Records contained in a dataset:
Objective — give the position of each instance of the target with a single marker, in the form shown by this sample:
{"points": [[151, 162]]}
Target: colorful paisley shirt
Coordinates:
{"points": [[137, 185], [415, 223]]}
* * *
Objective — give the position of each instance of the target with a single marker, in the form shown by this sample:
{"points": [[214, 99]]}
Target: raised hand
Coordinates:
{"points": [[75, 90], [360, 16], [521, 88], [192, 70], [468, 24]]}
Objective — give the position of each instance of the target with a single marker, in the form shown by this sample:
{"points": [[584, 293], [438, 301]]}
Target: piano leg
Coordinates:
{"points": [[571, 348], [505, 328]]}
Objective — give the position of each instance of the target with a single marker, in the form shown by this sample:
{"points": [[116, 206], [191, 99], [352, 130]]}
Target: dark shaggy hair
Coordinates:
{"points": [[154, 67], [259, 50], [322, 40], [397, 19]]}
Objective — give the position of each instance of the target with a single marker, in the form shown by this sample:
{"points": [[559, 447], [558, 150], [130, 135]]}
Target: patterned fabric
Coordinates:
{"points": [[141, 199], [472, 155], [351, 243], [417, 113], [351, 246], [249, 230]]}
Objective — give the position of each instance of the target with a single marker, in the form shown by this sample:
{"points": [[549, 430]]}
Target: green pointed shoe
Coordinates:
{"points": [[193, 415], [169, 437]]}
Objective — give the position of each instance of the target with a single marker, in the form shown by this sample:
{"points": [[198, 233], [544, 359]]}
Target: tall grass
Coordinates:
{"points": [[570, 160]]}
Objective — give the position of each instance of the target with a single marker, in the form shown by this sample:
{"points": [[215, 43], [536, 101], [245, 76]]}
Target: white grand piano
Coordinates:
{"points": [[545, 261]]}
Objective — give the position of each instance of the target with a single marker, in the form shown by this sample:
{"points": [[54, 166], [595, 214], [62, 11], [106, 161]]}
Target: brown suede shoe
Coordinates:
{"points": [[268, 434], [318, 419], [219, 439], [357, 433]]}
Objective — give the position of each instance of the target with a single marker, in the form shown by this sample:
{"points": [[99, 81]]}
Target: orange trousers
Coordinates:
==
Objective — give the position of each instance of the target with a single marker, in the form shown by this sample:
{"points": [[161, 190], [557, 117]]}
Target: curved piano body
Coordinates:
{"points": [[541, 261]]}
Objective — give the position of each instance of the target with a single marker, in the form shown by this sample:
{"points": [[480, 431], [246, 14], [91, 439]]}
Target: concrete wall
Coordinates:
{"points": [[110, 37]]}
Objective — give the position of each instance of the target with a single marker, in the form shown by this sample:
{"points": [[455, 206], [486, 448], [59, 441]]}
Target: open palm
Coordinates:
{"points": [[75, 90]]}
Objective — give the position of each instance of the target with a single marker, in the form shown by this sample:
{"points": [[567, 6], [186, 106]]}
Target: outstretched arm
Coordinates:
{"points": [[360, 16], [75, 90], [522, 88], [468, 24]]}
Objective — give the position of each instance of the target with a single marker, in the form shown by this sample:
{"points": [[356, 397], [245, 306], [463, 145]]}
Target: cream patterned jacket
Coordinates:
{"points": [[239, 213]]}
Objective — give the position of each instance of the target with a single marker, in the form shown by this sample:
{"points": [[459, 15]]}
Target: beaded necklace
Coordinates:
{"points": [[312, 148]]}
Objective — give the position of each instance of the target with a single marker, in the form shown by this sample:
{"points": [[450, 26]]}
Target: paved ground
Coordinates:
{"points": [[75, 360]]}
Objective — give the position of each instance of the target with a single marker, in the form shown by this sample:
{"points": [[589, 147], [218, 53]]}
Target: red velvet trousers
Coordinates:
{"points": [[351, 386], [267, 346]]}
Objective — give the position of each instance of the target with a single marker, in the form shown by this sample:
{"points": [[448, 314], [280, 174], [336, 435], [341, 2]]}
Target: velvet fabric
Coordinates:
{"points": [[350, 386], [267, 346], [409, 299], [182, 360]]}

- Action item: Find out how many lines above hold "fabric". Write only the number.

- Written response: 2